→ Instructions to follow: In the rows below, copy word for word everything from the line containing "Where would you say the wooden post" down to the line containing "100,30 -> 115,60", including both of those lines and nothing else.

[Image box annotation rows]
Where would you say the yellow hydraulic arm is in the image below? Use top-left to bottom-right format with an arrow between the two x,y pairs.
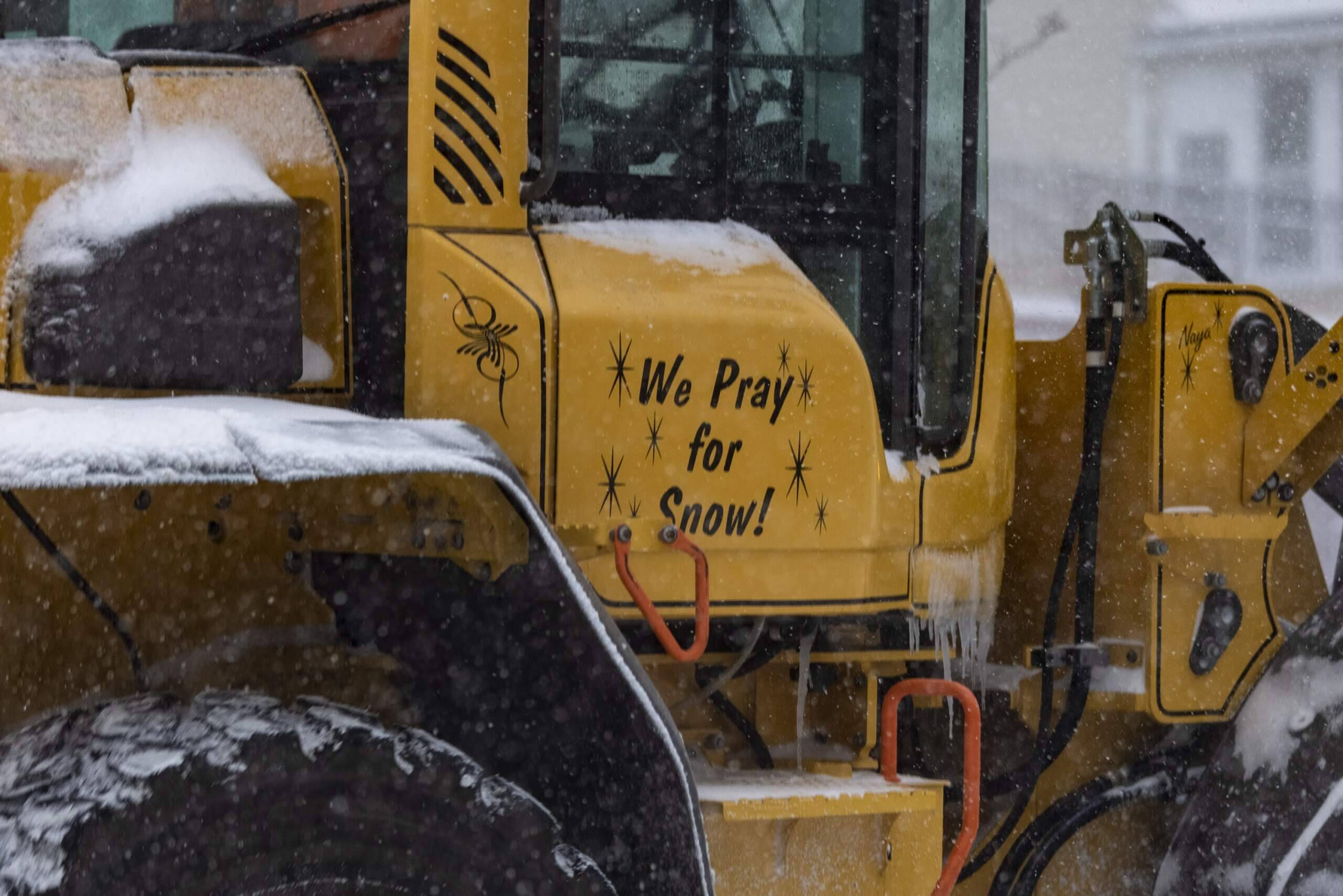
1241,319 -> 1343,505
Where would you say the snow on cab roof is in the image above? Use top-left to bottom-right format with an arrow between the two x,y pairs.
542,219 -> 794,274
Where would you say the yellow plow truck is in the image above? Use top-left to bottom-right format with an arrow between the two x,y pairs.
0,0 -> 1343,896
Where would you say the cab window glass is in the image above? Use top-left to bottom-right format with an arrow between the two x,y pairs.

* * *

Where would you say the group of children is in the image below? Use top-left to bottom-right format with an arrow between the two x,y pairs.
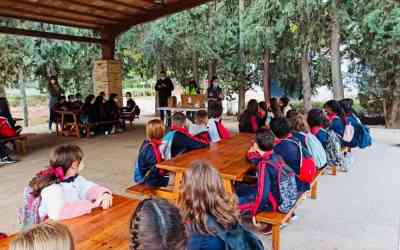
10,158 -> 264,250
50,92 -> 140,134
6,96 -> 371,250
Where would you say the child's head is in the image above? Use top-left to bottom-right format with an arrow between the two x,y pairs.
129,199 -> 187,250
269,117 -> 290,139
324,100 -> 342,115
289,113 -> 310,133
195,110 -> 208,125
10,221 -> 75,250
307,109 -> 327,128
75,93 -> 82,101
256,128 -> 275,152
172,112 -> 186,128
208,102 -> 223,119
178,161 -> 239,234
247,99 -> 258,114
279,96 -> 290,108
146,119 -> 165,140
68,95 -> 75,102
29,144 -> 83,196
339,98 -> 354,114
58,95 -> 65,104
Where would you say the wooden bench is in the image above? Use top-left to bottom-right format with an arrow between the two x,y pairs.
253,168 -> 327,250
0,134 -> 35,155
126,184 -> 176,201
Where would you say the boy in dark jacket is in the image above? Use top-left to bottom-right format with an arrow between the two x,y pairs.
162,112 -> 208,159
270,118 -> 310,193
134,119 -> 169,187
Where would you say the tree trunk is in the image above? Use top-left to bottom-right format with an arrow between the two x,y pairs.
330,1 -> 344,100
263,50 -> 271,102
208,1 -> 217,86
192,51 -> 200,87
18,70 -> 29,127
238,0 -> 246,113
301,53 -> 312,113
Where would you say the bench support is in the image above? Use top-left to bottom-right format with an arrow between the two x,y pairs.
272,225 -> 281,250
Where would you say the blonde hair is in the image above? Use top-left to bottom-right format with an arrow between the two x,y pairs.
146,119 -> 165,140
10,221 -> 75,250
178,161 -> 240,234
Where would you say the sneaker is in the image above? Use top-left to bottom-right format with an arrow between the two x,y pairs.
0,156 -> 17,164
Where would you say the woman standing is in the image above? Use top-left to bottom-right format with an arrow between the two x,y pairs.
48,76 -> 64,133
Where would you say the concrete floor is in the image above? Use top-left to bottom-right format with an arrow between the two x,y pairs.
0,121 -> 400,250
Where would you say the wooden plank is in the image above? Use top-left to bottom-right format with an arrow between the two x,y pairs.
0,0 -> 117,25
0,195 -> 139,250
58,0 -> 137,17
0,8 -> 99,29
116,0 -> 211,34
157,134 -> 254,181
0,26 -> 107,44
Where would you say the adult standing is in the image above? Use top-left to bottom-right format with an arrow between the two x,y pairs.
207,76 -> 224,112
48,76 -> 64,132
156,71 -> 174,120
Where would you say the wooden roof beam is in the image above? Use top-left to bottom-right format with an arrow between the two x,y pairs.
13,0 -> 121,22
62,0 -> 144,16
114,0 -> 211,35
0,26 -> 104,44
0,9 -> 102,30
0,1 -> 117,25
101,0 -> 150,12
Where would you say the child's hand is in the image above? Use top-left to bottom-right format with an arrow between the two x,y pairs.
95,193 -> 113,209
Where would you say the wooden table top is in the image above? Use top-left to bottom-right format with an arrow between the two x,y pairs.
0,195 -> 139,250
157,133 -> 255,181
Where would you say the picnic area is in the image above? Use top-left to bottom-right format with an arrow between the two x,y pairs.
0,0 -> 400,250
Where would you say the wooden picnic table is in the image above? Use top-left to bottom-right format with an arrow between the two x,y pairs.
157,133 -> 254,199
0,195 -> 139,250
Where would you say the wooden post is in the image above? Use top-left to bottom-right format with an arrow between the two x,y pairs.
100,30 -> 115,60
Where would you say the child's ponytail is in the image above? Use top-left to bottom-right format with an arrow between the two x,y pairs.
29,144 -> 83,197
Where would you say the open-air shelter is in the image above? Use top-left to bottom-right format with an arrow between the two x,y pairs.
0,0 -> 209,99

→ Task solution:
Where would you say the wooden post is in the image above? Use top-left to bottom-right format with an arrow between the two x,y pairs.
100,30 -> 115,60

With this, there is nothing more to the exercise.